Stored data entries
[Start of section]

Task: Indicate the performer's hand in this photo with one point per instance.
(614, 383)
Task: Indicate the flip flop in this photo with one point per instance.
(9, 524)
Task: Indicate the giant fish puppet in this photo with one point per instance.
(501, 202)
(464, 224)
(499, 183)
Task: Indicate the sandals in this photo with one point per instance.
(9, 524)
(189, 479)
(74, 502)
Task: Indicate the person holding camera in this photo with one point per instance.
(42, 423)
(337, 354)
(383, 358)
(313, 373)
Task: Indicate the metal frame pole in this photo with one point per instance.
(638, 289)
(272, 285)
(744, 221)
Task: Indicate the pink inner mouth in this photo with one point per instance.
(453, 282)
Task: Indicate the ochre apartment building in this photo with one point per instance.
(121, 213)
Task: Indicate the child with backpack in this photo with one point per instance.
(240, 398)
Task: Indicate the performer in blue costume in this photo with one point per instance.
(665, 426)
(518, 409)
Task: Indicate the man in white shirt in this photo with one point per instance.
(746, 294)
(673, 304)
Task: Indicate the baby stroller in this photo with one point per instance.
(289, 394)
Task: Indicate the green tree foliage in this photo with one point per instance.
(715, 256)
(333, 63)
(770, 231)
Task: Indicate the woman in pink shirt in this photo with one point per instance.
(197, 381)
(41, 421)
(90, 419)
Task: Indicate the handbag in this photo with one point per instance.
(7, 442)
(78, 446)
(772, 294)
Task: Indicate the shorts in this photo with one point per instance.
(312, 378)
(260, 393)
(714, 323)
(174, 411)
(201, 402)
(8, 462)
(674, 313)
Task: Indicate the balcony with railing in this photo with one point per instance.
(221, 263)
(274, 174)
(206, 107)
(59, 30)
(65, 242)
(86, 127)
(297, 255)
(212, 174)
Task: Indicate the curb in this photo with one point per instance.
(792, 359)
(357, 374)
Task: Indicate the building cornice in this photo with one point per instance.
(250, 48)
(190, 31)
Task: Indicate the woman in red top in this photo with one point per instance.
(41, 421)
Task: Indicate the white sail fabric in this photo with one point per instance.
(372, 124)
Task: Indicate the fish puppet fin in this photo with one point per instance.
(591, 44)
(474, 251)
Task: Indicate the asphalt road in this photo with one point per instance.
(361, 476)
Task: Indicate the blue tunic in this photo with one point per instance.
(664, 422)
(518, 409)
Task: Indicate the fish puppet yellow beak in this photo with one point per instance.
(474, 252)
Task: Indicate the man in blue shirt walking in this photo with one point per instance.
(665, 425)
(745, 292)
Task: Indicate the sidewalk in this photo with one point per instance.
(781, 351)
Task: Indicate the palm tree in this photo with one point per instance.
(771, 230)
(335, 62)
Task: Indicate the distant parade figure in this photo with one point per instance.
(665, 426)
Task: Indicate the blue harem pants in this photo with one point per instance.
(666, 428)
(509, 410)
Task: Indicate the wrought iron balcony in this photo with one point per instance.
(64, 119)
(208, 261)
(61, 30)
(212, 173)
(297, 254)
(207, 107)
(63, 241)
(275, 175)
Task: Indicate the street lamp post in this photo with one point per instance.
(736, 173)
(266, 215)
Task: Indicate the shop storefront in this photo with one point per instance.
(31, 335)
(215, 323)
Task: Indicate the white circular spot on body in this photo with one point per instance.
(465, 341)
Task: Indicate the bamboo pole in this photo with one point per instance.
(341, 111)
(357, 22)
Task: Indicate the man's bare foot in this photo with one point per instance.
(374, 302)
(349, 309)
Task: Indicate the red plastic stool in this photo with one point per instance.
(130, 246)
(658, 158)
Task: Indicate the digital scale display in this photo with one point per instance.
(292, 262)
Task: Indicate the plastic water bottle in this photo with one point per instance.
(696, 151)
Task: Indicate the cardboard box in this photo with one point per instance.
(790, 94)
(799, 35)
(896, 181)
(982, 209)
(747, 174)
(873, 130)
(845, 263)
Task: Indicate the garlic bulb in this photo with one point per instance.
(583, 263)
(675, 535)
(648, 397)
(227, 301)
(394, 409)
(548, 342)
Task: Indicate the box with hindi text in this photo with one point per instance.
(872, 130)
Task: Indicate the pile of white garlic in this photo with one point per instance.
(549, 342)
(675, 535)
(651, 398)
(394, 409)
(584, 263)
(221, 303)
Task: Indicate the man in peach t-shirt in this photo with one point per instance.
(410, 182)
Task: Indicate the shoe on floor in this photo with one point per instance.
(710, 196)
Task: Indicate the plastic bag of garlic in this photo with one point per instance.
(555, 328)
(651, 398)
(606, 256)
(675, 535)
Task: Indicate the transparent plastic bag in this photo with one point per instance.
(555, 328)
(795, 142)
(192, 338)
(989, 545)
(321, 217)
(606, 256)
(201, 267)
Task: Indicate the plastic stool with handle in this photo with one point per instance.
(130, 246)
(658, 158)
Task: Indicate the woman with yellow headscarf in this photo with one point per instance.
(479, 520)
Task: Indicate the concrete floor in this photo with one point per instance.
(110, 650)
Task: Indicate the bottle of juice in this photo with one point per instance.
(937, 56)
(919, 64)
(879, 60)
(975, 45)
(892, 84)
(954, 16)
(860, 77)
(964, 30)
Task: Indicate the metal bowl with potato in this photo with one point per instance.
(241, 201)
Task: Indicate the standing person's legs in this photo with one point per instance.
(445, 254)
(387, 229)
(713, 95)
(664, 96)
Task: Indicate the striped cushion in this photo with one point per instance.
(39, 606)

[End of section]

Work request: Every single record is to be set down again, unaltered.

Response area:
Task: Indicate the performer's hand in this photo with one point per instance.
(614, 383)
Task: Indicate the flip flop in this photo with one point per instance.
(9, 524)
Task: Indicate the giant fish puppet in this photo with one point per instance.
(501, 202)
(464, 224)
(499, 183)
Task: Indicate the sandals in this photo with one point per instance.
(9, 524)
(189, 479)
(74, 502)
Task: Indicate the person holding camera in this photo with one point per instance.
(42, 423)
(337, 354)
(383, 358)
(313, 373)
Task: Indicate the metal frame pole in this photo with one point per instance.
(638, 289)
(272, 285)
(744, 221)
Task: Indicate the pink inner mouth in this photo with one point per instance.
(453, 282)
Task: Indicate the ochre apartment building in this photo with one point per instance.
(121, 213)
Task: Indicate the child with backpack in this photo with one point per instance.
(240, 398)
Task: Indicate the performer in blue costume in this photo with one point per instance.
(665, 426)
(518, 409)
Task: Indicate the man in white shirt in this photo with one point per instance.
(746, 294)
(673, 304)
Task: Indicate the baby stroller in this photo with one point per instance.
(289, 394)
Task: Indicate the green tree foliage in this photo with one point per instance.
(715, 256)
(333, 63)
(770, 231)
Task: Indicate the woman in pink shirt in this photo with one point per instance.
(197, 381)
(41, 421)
(90, 419)
Task: Indicate the handbag in this photo with one point per instance.
(7, 442)
(78, 446)
(772, 294)
Task: Indicate the shorts in this photo with one point per instance.
(312, 378)
(260, 393)
(714, 323)
(174, 411)
(201, 402)
(8, 462)
(674, 313)
Task: Indicate the balcony with railing in this photo with one point per instance.
(221, 263)
(274, 174)
(206, 107)
(59, 30)
(65, 242)
(86, 127)
(297, 255)
(212, 174)
Task: Indicate the curb in this photo with one point per instance.
(792, 359)
(357, 374)
Task: Indicate the building cornice in this photo with one point per instance.
(250, 48)
(190, 31)
Task: Indicate the woman in red top in this photo with one point per instance.
(41, 421)
Task: Indicate the white sail fabric in this photo with one point per instance.
(372, 124)
Task: Indicate the fish puppet fin in this photo with one point per instance.
(591, 44)
(474, 251)
Task: Indicate the asphalt road in this photo with one point per instance.
(361, 476)
Task: Indicate the blue tunic in this photo with one point per instance.
(664, 422)
(518, 409)
Task: Indicate the fish puppet yellow beak in this photo with one point per instance.
(474, 252)
Task: Indicate the man in blue shirt walking in this photo with one point per instance.
(665, 425)
(745, 292)
Task: Indicate the sidewalk in this photo with one point per instance.
(781, 351)
Task: Indicate the palm tree in this photo with one point per instance.
(771, 230)
(335, 62)
Task: Indicate the distant parade figure in this photo with one point per instance.
(665, 426)
Task: Indicate the blue harem pants in this photo with one point per instance.
(666, 428)
(509, 410)
Task: Indicate the wrought iron balcony in this photo with one point per instance.
(64, 119)
(208, 261)
(61, 30)
(212, 173)
(297, 254)
(207, 107)
(63, 241)
(275, 175)
Task: Indicate the street lamp post in this photo with one point per instance.
(736, 173)
(266, 215)
Task: Indicate the shop storefront in this photo with one point per instance.
(31, 335)
(215, 323)
Task: Indicate the white circular spot on body in this photo with one point per instance.
(465, 341)
Task: Indicate the bamboo pole in this photo with one point per instance.
(341, 111)
(357, 22)
Task: Indicate the man's bare foot in this photo with one point per instance.
(374, 302)
(349, 309)
Task: Indicate the red plastic stool in this photo with one point per instance.
(130, 246)
(658, 158)
Task: Indicate the digital scale display in this photo with one point per instance.
(292, 262)
Task: Indicate the plastic water bottle in this photo with one point per instance.
(696, 151)
Task: Indicate the cardboard box in this photo with one point per instance.
(790, 94)
(799, 35)
(896, 181)
(982, 209)
(747, 174)
(873, 130)
(845, 263)
Task: Indicate the garlic bulb in this photo with one point per instance.
(583, 263)
(675, 535)
(648, 397)
(227, 301)
(394, 409)
(548, 342)
Task: Indicate the box with hindi text in this photo with one point per instance.
(872, 130)
Task: Indicate the pile of white garlic in this photo with one point per instance.
(549, 342)
(675, 535)
(651, 398)
(394, 409)
(584, 263)
(221, 303)
Task: Indicate the man in peach t-shirt in this photo with one point per instance.
(410, 182)
Task: Indicate the shoe on floor in this photo with one point per instance.
(710, 196)
Task: Indicate the plastic bag of garlic in this photo with one point per instance.
(555, 328)
(651, 398)
(606, 256)
(675, 535)
Task: Indicate the transparent plastic bag in this photo with one point per instance.
(555, 328)
(795, 142)
(192, 338)
(989, 545)
(321, 217)
(606, 256)
(201, 267)
Task: Indicate the plastic stool with handle in this photo with one point per instance.
(130, 246)
(658, 158)
Task: Indicate the woman with yellow headscarf in this photo with one point per instance.
(479, 520)
Task: Indicate the concrete floor in this photo with one point per instance.
(110, 650)
Task: Indicate the bottle of juice in this photo with one point per instance.
(937, 56)
(919, 64)
(879, 60)
(975, 45)
(892, 84)
(954, 16)
(860, 77)
(964, 30)
Task: Indicate the metal bowl with potato in this photo with one point per instance.
(241, 201)
Task: Indicate the standing person's legs in this photo with one point per instance.
(445, 254)
(387, 229)
(713, 95)
(664, 96)
Task: Indicate the striped cushion in this photo with one point per instance.
(39, 606)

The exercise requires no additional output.